#### [所给文本]
★ ★ ★ ★

上述立法建议于法于理于中国现实都是完全可行的。从新中国立法看,1954年《人民检察院组织法》就曾规定最高人民检察院检察长列席最高人民法院审委会会议,如果对审委会决议不同意,有权提请全国人大常委会审查处理。这一立法规定的权力制约精神今天仍有继承并加以发扬光大之价值。
再看国外对最高审判机关制约的立法,也颇有值得借鉴之处。从英美法系看,英国上议院不但行使立法权,而且作为刑事和军职诉讼的最高上诉级行使审判权,受理内容涉及有普遍意义的重大法律问题并经上诉法院刑事上诉庭批准上诉的案件。大陆法系之法国,最高法院永远没有权利就案情作出最后判决。它只审查下级法院审判案件是否违反或错误地适用法律。如是,才由最高法院撤销原判,发回与原审法院同级的另一法院由其根据案情重新判决。最高法院对事实审之法官不予任何指示。日本法律规定,总检察长对于确定判决发现违反法令时有权向最高裁判所提出非常上诉;若出现裁判与法律、宪法不符合,要将裁判书正本送交国会。前苏联检察院组织法规定,总检察长有权对最高法院全体会议审判的案件提出抗诉,并有责任呈报苏联最高苏维埃主席团。匈牙利法律规定,如果抗诉是对最高法院的决定提出的,就应由最高法院主席团审理。上述各国立法对最高审判权的制约虽各具特色,但其中共同之处则是都设计了极其严密且形式公正并能平衡的权力制约程序。

★ ★ ★ ★

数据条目
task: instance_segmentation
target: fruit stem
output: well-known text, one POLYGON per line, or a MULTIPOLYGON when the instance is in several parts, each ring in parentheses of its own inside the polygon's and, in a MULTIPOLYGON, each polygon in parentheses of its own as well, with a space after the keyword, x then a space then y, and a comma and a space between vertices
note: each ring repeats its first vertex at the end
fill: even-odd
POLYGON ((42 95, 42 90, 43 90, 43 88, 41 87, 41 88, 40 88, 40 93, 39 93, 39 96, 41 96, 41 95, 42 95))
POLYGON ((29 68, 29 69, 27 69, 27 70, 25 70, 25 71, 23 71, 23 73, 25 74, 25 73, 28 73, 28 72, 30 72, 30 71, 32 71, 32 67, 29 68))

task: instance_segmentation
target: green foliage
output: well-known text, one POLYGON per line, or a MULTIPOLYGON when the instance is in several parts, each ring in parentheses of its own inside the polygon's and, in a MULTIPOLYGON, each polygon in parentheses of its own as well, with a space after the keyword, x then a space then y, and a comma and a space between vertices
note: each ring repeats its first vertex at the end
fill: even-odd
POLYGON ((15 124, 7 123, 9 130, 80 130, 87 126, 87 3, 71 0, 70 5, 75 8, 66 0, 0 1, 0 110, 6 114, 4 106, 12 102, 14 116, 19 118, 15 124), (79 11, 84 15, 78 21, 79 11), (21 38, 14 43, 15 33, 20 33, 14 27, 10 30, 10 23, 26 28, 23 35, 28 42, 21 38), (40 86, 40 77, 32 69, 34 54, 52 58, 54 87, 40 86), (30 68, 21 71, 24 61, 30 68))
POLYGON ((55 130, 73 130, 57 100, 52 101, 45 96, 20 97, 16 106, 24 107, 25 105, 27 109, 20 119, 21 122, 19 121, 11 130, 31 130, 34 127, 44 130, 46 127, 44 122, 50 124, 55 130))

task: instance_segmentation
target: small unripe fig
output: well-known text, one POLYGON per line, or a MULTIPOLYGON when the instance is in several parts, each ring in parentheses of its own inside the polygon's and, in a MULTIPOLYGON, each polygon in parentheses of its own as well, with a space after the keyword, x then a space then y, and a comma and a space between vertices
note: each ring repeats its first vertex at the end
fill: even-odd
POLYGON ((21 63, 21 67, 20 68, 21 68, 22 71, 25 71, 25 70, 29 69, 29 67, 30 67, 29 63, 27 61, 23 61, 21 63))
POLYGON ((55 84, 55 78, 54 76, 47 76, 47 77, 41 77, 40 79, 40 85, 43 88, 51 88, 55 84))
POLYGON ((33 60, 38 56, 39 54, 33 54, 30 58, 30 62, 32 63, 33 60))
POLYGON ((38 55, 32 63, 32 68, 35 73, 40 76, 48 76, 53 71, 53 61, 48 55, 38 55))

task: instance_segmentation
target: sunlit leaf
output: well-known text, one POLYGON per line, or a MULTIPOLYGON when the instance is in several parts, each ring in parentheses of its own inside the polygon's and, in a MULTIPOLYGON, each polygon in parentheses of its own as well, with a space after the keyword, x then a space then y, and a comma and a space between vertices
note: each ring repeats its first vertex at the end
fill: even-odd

★ ★ ★ ★

请照抄这篇关于制约最高审判权的文本，从含有“上述立法建议于法于理于中国现”的字句起，抄到“公正并能平衡的权力制约程序。”止，一字不改。 这些条目与此无关。

上述立法建议于法于理于中国现实都是完全可行的。从新中国立法看,1954年《人民检察院组织法》就曾规定最高人民检察院检察长列席最高人民法院审委会会议,如果对审委会决议不同意,有权提请全国人大常委会审查处理。这一立法规定的权力制约精神今天仍有继承并加以发扬光大之价值。
再看国外对最高审判机关制约的立法,也颇有值得借鉴之处。从英美法系看,英国上议院不但行使立法权,而且作为刑事和军职诉讼的最高上诉级行使审判权,受理内容涉及有普遍意义的重大法律问题并经上诉法院刑事上诉庭批准上诉的案件。大陆法系之法国,最高法院永远没有权利就案情作出最后判决。它只审查下级法院审判案件是否违反或错误地适用法律。如是,才由最高法院撤销原判,发回与原审法院同级的另一法院由其根据案情重新判决。最高法院对事实审之法官不予任何指示。日本法律规定,总检察长对于确定判决发现违反法令时有权向最高裁判所提出非常上诉;若出现裁判与法律、宪法不符合,要将裁判书正本送交国会。前苏联检察院组织法规定,总检察长有权对最高法院全体会议审判的案件提出抗诉,并有责任呈报苏联最高苏维埃主席团。匈牙利法律规定,如果抗诉是对最高法院的决定提出的,就应由最高法院主席团审理。上述各国立法对最高审判权的制约虽各具特色,但其中共同之处则是都设计了极其严密且形式公正并能平衡的权力制约程序。